EXERCISE DESCRIPTION: Which lines of the items below contain the word "sign"? Find each one and copy it in full.

[Items from a point labeling set]
____________
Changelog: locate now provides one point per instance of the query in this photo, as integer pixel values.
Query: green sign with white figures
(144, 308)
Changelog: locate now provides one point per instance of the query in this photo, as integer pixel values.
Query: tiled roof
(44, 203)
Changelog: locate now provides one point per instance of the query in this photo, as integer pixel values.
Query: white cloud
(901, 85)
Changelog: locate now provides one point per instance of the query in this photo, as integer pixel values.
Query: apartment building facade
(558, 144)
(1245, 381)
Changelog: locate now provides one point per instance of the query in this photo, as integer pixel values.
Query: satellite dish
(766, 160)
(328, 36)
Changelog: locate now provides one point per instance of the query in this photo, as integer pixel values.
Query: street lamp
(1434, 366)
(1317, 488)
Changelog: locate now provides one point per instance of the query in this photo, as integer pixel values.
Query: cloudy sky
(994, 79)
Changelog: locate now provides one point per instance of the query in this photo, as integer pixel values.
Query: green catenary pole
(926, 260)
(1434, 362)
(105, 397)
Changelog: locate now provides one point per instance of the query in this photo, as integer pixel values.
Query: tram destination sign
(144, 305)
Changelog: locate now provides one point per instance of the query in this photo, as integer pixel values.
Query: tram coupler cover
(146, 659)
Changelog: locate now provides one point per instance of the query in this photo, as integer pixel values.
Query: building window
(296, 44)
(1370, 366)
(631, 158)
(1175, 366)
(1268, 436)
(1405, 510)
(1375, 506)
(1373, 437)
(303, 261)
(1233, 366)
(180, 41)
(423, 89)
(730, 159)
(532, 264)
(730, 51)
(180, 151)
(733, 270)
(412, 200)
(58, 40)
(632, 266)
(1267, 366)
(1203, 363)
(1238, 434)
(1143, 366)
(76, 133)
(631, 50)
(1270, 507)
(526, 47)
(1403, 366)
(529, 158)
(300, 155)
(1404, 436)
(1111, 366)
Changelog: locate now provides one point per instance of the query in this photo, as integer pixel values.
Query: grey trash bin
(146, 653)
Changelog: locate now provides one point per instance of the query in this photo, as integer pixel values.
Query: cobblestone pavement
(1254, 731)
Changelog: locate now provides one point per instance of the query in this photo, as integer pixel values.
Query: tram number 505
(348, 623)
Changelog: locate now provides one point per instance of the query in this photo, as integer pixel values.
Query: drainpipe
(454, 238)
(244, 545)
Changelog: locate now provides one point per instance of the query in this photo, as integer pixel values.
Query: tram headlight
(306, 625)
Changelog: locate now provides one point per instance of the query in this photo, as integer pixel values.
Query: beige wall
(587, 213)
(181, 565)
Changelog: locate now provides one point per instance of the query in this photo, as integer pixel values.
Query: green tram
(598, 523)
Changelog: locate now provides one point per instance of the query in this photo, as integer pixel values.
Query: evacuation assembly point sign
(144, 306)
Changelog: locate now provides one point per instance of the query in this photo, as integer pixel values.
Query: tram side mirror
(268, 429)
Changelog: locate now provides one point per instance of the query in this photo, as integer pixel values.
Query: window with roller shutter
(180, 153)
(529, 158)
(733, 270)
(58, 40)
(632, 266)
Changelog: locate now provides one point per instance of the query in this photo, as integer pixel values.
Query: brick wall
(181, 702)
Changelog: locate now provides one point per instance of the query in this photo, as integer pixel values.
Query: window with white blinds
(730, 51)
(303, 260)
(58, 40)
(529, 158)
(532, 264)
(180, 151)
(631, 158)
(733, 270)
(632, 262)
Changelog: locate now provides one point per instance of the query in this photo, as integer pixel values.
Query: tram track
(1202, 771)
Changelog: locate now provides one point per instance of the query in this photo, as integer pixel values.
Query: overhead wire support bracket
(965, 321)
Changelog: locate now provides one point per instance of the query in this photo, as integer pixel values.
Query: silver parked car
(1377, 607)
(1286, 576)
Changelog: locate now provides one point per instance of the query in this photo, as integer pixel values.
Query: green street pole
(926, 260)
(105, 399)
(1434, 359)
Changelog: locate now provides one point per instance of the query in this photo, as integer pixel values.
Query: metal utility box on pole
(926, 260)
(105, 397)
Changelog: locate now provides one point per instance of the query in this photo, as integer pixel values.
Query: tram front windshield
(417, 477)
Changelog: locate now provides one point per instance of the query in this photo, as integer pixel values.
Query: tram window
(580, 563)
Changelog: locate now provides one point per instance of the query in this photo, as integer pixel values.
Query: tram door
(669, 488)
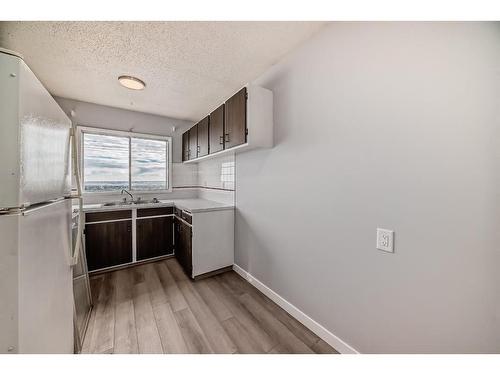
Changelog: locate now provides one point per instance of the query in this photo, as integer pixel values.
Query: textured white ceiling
(189, 67)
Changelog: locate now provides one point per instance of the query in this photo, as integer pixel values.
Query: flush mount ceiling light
(132, 83)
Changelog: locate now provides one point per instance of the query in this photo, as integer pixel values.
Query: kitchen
(311, 188)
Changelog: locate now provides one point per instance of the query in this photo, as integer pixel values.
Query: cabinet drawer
(143, 212)
(91, 217)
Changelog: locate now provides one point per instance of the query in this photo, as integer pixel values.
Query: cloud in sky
(106, 158)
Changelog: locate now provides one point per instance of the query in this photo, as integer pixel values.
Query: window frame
(81, 130)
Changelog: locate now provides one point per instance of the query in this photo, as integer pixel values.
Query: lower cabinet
(154, 237)
(108, 244)
(183, 246)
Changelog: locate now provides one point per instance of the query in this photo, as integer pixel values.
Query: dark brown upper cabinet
(203, 132)
(185, 146)
(193, 142)
(216, 132)
(244, 122)
(235, 115)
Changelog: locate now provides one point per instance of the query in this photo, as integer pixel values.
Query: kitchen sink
(140, 201)
(108, 204)
(146, 201)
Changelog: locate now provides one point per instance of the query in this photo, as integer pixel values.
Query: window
(114, 160)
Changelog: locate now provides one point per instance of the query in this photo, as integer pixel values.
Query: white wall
(392, 125)
(216, 179)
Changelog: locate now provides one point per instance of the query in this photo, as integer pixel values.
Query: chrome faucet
(131, 196)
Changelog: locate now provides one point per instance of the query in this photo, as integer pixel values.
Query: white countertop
(193, 205)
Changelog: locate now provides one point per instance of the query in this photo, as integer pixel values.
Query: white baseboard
(337, 343)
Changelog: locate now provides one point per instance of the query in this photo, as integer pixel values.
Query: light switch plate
(385, 240)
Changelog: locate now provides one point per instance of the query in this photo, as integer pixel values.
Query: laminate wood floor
(156, 308)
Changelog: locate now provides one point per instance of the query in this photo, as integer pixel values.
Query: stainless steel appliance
(81, 287)
(36, 254)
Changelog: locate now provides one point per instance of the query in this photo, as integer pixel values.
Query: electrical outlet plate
(385, 240)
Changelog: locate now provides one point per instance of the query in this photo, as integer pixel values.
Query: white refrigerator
(36, 277)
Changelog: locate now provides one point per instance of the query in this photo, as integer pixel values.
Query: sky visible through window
(106, 163)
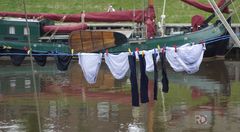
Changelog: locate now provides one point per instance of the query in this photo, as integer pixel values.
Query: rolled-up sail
(117, 16)
(206, 7)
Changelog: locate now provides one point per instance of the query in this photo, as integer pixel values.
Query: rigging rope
(32, 68)
(224, 22)
(163, 16)
(235, 10)
(207, 42)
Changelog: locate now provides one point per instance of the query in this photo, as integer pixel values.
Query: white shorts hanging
(149, 59)
(118, 64)
(90, 64)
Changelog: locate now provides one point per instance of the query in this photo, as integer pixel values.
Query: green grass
(176, 11)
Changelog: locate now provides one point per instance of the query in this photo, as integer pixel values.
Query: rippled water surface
(208, 100)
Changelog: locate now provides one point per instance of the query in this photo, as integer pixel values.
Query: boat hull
(211, 35)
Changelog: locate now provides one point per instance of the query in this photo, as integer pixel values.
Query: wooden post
(150, 2)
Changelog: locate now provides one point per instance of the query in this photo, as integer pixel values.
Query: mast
(150, 2)
(224, 21)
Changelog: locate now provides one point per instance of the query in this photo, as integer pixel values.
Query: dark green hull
(207, 34)
(37, 47)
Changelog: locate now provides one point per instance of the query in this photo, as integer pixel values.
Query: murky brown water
(206, 101)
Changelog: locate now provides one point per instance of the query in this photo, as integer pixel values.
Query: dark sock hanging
(165, 87)
(155, 88)
(62, 62)
(133, 79)
(40, 59)
(143, 80)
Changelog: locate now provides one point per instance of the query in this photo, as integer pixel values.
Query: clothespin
(163, 50)
(72, 51)
(106, 52)
(202, 42)
(25, 48)
(29, 51)
(137, 50)
(175, 47)
(143, 53)
(159, 48)
(129, 51)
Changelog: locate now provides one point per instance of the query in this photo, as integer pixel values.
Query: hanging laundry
(133, 79)
(90, 64)
(187, 57)
(40, 59)
(165, 86)
(155, 88)
(118, 64)
(149, 60)
(62, 62)
(143, 80)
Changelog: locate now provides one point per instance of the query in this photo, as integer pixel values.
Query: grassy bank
(176, 11)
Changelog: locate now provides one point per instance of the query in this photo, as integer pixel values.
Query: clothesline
(207, 42)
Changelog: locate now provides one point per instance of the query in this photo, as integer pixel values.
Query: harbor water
(208, 100)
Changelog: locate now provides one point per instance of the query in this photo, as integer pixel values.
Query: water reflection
(208, 100)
____________
RIGHT ANSWER:
Query: green sign with white figures
Query: tram destination sign
Query: evacuation assembly point sign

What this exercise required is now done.